Reproduce the entire account of Mary's liquor business below word for word, keeping every line and paragraph break.
# START OF Text shown
Keen to keep her eyes on the prize, Mary held her personal stocks in the basement of the family home and in two sealed warehouses next to the silent distillery. For four years it appears that there were signs of ‘leakage’ of the stocks, not the ‘angels taking their share’ kind, and so inevitably revenue officers got involved.

The court case was as lively as their own lives; first delayed due to Mary’s health and then, incredibly, due to the fact the original stenographer had died and it was impossible to read the notes: the court overturned the convictions.

Never one to be held back, Mary decided on another way of remaining in the liquor business. She hired Joseph Beam, uncle of the famous Jim, to dismantle the distillery and move it lock stock to Juarez in Mexico.

Mary died in 1930, three years prior to the end of Prohibition, and is buried next to John in Lawrenceburg cemetery. Joseph Beam returned to Kentucky to continue a legacy.
# END OF Text shown
# START OF Material provided
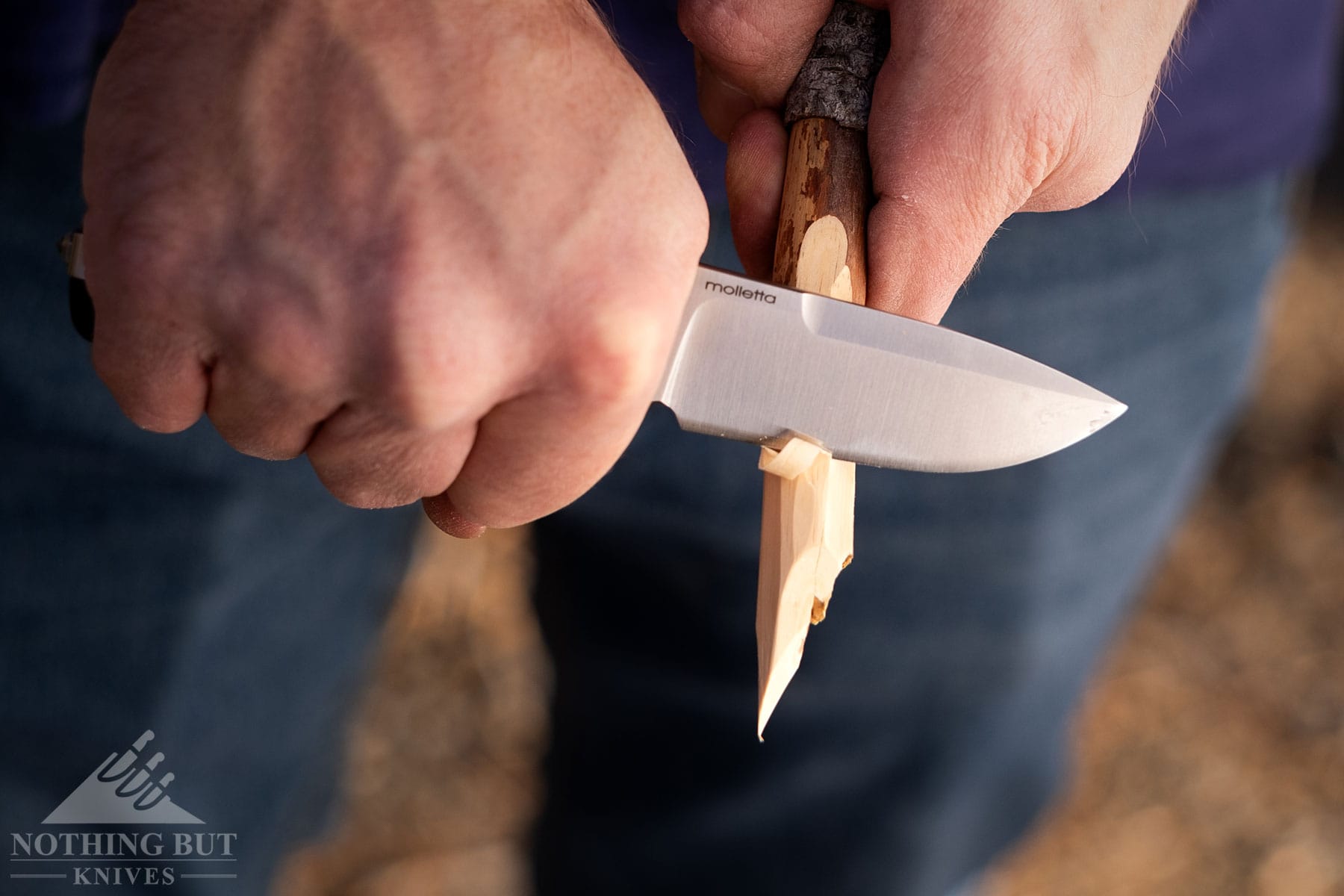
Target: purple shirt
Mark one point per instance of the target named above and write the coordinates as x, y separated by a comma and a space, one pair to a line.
1251, 93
# END OF Material provided
- **Task solution**:
Keen to keep her eyes on the prize, Mary held her personal stocks in the basement of the family home and in two sealed warehouses next to the silent distillery. For four years it appears that there were signs of ‘leakage’ of the stocks, not the ‘angels taking their share’ kind, and so inevitably revenue officers got involved.

The court case was as lively as their own lives; first delayed due to Mary’s health and then, incredibly, due to the fact the original stenographer had died and it was impossible to read the notes: the court overturned the convictions.

Never one to be held back, Mary decided on another way of remaining in the liquor business. She hired Joseph Beam, uncle of the famous Jim, to dismantle the distillery and move it lock stock to Juarez in Mexico.

Mary died in 1930, three years prior to the end of Prohibition, and is buried next to John in Lawrenceburg cemetery. Joseph Beam returned to Kentucky to continue a legacy.